▸ **Input records**
- - -
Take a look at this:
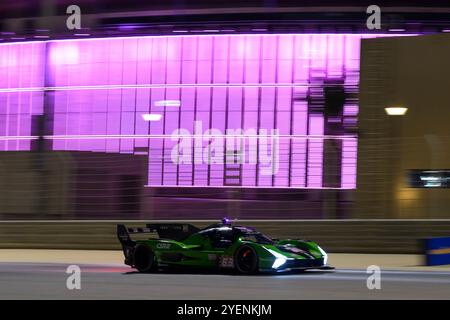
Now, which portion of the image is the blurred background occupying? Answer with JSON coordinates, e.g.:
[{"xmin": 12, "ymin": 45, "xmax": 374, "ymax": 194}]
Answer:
[{"xmin": 0, "ymin": 0, "xmax": 450, "ymax": 225}]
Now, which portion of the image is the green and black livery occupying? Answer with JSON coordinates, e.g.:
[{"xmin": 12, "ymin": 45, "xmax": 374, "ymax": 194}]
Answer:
[{"xmin": 117, "ymin": 219, "xmax": 332, "ymax": 274}]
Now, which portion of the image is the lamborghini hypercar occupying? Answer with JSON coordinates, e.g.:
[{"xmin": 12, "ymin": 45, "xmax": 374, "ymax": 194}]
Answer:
[{"xmin": 117, "ymin": 219, "xmax": 333, "ymax": 274}]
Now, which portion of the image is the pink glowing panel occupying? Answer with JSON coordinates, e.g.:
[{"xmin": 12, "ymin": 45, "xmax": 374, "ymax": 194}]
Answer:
[{"xmin": 0, "ymin": 43, "xmax": 45, "ymax": 151}]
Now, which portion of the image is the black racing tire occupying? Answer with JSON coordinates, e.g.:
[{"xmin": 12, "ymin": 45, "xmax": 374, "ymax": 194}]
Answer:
[
  {"xmin": 234, "ymin": 244, "xmax": 259, "ymax": 274},
  {"xmin": 133, "ymin": 244, "xmax": 157, "ymax": 272}
]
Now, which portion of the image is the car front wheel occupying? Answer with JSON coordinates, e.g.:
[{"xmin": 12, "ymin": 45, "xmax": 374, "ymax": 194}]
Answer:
[{"xmin": 134, "ymin": 244, "xmax": 156, "ymax": 272}]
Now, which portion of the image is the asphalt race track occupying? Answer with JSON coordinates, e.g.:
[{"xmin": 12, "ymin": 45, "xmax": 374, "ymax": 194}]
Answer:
[{"xmin": 0, "ymin": 263, "xmax": 450, "ymax": 300}]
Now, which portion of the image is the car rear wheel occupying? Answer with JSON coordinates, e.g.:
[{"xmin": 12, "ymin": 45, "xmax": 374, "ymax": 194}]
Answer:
[
  {"xmin": 234, "ymin": 245, "xmax": 258, "ymax": 274},
  {"xmin": 134, "ymin": 244, "xmax": 156, "ymax": 272}
]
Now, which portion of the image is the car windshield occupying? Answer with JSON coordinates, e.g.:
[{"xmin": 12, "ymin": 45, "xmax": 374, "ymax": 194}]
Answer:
[{"xmin": 241, "ymin": 232, "xmax": 273, "ymax": 244}]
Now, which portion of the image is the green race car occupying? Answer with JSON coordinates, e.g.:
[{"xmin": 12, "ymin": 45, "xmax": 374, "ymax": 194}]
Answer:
[{"xmin": 117, "ymin": 218, "xmax": 333, "ymax": 274}]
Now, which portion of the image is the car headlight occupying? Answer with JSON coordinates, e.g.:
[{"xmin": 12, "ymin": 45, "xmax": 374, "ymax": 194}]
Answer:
[{"xmin": 317, "ymin": 246, "xmax": 328, "ymax": 264}]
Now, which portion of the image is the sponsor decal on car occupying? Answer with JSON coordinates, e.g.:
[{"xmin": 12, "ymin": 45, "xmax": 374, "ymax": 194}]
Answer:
[{"xmin": 156, "ymin": 242, "xmax": 170, "ymax": 249}]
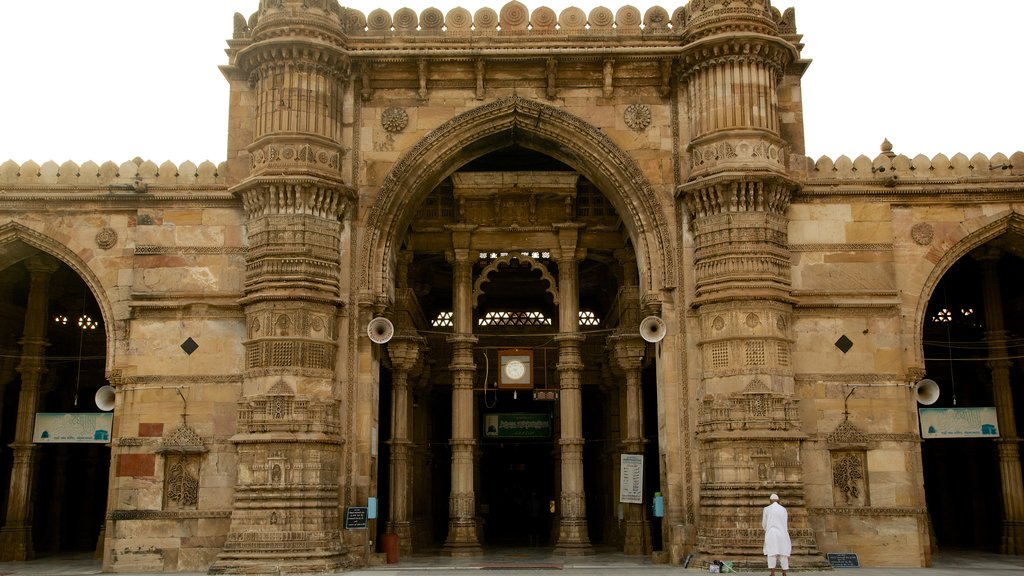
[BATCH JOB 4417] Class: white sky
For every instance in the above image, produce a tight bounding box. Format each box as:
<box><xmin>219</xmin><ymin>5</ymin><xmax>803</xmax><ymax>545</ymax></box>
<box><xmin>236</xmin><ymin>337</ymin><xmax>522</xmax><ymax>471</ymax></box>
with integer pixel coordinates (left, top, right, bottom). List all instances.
<box><xmin>0</xmin><ymin>0</ymin><xmax>1024</xmax><ymax>164</ymax></box>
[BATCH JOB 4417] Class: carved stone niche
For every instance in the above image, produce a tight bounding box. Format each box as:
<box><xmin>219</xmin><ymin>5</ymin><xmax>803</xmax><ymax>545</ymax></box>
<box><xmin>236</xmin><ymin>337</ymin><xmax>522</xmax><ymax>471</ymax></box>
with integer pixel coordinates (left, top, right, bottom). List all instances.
<box><xmin>157</xmin><ymin>424</ymin><xmax>207</xmax><ymax>510</ymax></box>
<box><xmin>828</xmin><ymin>420</ymin><xmax>871</xmax><ymax>507</ymax></box>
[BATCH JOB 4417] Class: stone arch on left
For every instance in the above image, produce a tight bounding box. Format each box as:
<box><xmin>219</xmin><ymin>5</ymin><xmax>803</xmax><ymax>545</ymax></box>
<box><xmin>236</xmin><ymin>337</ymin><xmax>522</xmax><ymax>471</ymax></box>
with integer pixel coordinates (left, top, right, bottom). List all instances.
<box><xmin>0</xmin><ymin>218</ymin><xmax>115</xmax><ymax>561</ymax></box>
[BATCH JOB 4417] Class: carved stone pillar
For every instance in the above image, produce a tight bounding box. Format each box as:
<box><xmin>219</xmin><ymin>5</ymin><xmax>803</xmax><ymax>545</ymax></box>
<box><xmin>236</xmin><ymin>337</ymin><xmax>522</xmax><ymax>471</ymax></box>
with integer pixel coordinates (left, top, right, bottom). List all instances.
<box><xmin>0</xmin><ymin>256</ymin><xmax>58</xmax><ymax>562</ymax></box>
<box><xmin>601</xmin><ymin>360</ymin><xmax>626</xmax><ymax>546</ymax></box>
<box><xmin>386</xmin><ymin>334</ymin><xmax>424</xmax><ymax>556</ymax></box>
<box><xmin>678</xmin><ymin>0</ymin><xmax>827</xmax><ymax>568</ymax></box>
<box><xmin>441</xmin><ymin>229</ymin><xmax>483</xmax><ymax>557</ymax></box>
<box><xmin>555</xmin><ymin>223</ymin><xmax>593</xmax><ymax>556</ymax></box>
<box><xmin>975</xmin><ymin>249</ymin><xmax>1024</xmax><ymax>554</ymax></box>
<box><xmin>608</xmin><ymin>327</ymin><xmax>650</xmax><ymax>556</ymax></box>
<box><xmin>210</xmin><ymin>0</ymin><xmax>355</xmax><ymax>573</ymax></box>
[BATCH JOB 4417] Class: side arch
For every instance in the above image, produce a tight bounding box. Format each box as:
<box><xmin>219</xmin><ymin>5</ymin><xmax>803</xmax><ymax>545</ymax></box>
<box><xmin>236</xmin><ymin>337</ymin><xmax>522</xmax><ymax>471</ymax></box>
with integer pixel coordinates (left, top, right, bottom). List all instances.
<box><xmin>0</xmin><ymin>222</ymin><xmax>117</xmax><ymax>374</ymax></box>
<box><xmin>913</xmin><ymin>210</ymin><xmax>1024</xmax><ymax>367</ymax></box>
<box><xmin>358</xmin><ymin>95</ymin><xmax>676</xmax><ymax>295</ymax></box>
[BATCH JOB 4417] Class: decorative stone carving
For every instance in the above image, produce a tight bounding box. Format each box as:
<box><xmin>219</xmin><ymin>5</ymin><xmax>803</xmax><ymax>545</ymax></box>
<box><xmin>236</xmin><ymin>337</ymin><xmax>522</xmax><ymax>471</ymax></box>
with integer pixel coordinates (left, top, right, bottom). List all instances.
<box><xmin>623</xmin><ymin>104</ymin><xmax>650</xmax><ymax>132</ymax></box>
<box><xmin>96</xmin><ymin>228</ymin><xmax>118</xmax><ymax>250</ymax></box>
<box><xmin>910</xmin><ymin>222</ymin><xmax>935</xmax><ymax>246</ymax></box>
<box><xmin>164</xmin><ymin>454</ymin><xmax>200</xmax><ymax>508</ymax></box>
<box><xmin>381</xmin><ymin>106</ymin><xmax>409</xmax><ymax>133</ymax></box>
<box><xmin>831</xmin><ymin>451</ymin><xmax>867</xmax><ymax>506</ymax></box>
- - -
▸ **Written task**
List every line of the records that contains the word "portion", matching case exactly.

▸ **Reply to the exercise**
Now, which portion of the image is the blurred background occupying? Answer with JSON coordinates, e.g.:
Now, which portion of the image is the green and black livery occupying? Answer with JSON coordinates, e.g.:
Now, which portion of the image is the lamborghini hypercar occupying? Answer with JSON coordinates, e.g.:
Now, which portion of the image is the pink glowing panel occupying? Answer with JSON coordinates, e.g.:
Now, which portion of the image is the black racing tire occupying? Answer with JSON coordinates, e.g.:
Now, which portion of the image is the car front wheel occupying? Answer with JSON coordinates, e.g.:
Now, which portion of the image is the asphalt race track occupying? Answer with JSON coordinates, e.g.:
Now, which portion of the image is the car rear wheel occupying? Answer with JSON coordinates, e.g.:
Now, which portion of the image is the car windshield occupying? Answer with JSON coordinates, e.g.:
Now, which portion of the image is the green race car occupying? Answer with JSON coordinates, e.g.:
Now, which portion of the image is the car headlight occupying? Answer with JSON coordinates, e.g.:
Now, which portion of the image is the sponsor decal on car occupying? Answer with JSON coordinates, e.g.:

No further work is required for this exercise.